▸ **Requirements**: Print every one of the following records word for word, changing nothing and adding nothing.

▸ **Extracted records**:
☆ ☆ ☆

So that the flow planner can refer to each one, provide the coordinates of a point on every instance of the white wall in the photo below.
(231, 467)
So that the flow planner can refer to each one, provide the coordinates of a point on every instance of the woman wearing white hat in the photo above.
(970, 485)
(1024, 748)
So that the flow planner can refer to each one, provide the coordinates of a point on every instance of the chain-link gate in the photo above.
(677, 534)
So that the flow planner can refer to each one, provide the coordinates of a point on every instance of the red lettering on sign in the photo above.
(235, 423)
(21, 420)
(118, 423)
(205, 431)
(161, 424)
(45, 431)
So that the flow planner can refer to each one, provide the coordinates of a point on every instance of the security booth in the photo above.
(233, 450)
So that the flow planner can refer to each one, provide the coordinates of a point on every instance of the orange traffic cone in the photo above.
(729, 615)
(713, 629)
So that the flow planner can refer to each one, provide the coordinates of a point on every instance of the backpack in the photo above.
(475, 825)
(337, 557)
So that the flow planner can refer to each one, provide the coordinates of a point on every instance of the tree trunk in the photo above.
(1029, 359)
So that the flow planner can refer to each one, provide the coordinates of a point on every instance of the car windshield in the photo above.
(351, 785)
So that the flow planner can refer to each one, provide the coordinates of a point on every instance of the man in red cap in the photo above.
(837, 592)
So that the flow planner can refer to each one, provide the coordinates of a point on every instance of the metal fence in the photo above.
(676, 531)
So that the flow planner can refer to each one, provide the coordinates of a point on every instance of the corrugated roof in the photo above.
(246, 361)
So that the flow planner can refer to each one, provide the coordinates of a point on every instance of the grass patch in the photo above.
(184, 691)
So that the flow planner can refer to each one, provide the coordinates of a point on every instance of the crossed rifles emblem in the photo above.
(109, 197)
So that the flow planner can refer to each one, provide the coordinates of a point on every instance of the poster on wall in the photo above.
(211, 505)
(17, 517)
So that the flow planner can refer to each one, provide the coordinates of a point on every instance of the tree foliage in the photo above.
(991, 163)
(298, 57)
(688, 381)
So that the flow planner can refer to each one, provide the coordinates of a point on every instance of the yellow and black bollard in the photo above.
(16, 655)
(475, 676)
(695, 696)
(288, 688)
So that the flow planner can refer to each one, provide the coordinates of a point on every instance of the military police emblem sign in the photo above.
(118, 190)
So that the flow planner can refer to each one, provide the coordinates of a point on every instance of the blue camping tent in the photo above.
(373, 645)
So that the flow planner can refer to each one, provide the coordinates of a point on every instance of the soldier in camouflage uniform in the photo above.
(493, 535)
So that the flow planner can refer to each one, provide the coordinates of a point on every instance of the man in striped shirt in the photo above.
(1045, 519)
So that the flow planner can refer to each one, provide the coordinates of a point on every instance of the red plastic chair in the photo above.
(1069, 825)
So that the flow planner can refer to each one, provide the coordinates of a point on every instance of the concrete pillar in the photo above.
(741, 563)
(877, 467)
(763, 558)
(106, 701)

☆ ☆ ☆

▸ **Finished exercise**:
So that the flow planner can refer to each one, provide the coordinates of a point on every instance of the white wall in the photo below.
(231, 467)
So that the flow planner can refer to each one, provide the coordinates of a point on every instance of the woman wearing white hat in the photo above.
(970, 485)
(1024, 748)
So that the flow planner can refer to each one, provide the coordinates of a point on every instance of the chain-link gate in the photo above.
(677, 534)
So that the flow planner can refer to each one, provide the coordinates of a point on every instance of the red lettering on sign in the photo above.
(235, 423)
(21, 420)
(118, 423)
(205, 431)
(161, 424)
(45, 431)
So that the flow planner can refer to each one, provide the coordinates of a point on every instance of the security booth in the photo above.
(233, 450)
So that the flow planner can refer to each one, provide the coordinates of a point on every instance of the orange traffic cone in the photo above.
(729, 615)
(713, 629)
So that the flow planner can refer to each one, provide the coordinates of a point on every instance of the backpack in the photo above.
(475, 825)
(337, 557)
So that the flow planner can refer to each one, provide the coordinates of a point on every instance of the tree trunk in the photo above.
(1029, 359)
So that the flow planner can refer to each one, provide the coordinates of a point on every instance of the car windshield in the photo above.
(351, 785)
So that the flow planner can refer to each one, provide the coordinates of a point on every instance of the man in red cap in the photo above.
(837, 592)
So that the flow planner can refer to each one, provide the coordinates of a point on every instance of the metal fence in the photo above.
(676, 531)
So that the flow planner can refer to each one, provide the coordinates of a point on every instance of the corrugated roof in the photo above.
(246, 361)
So that the flow planner can refer to each one, provide the coordinates of a point on every instance of the grass patch in the photo above.
(184, 691)
So that the flow planner can refer to each one, provide the coordinates of a point on every instance of the crossed rifles emblem in the photo above.
(109, 197)
So that the flow planner can refer to each one, provide the coordinates of a point on every instance of the poster on wall in the photo above.
(211, 505)
(17, 517)
So that the flow planner can refer to each one, provide the coordinates of a point on every instance of the tree foliage in the photo above.
(991, 163)
(298, 57)
(688, 381)
So that the flow planner can refer to each one, provide the coordinates of a point on every instance of the yellow and black bollard in the photo above.
(16, 655)
(475, 676)
(695, 696)
(288, 688)
So that the flow planner can refer to each one, provide the coordinates of a point on every instance of the military police emblem sign in the photo above.
(118, 190)
So that the flow planner can refer to each one, provide the coordinates of a point on every instance of the blue camping tent in the photo above.
(373, 645)
So that the flow planner can refer to each one, provide the coordinates of a point on every instance of the soldier in camouflage uniform in the photo above.
(493, 535)
So that the flow planner can refer to each one, provide the coordinates of a point on every instance of the man in striped shirt in the photo above.
(1045, 519)
So that the flow planner can refer to each one, provide the coordinates of a point on every instance of the red plastic chair in the photo above.
(1069, 825)
So that the flow planner can refer to each one, provide the coordinates of a point on every instance of the concrete pillar in the photo above.
(741, 563)
(877, 467)
(763, 558)
(106, 701)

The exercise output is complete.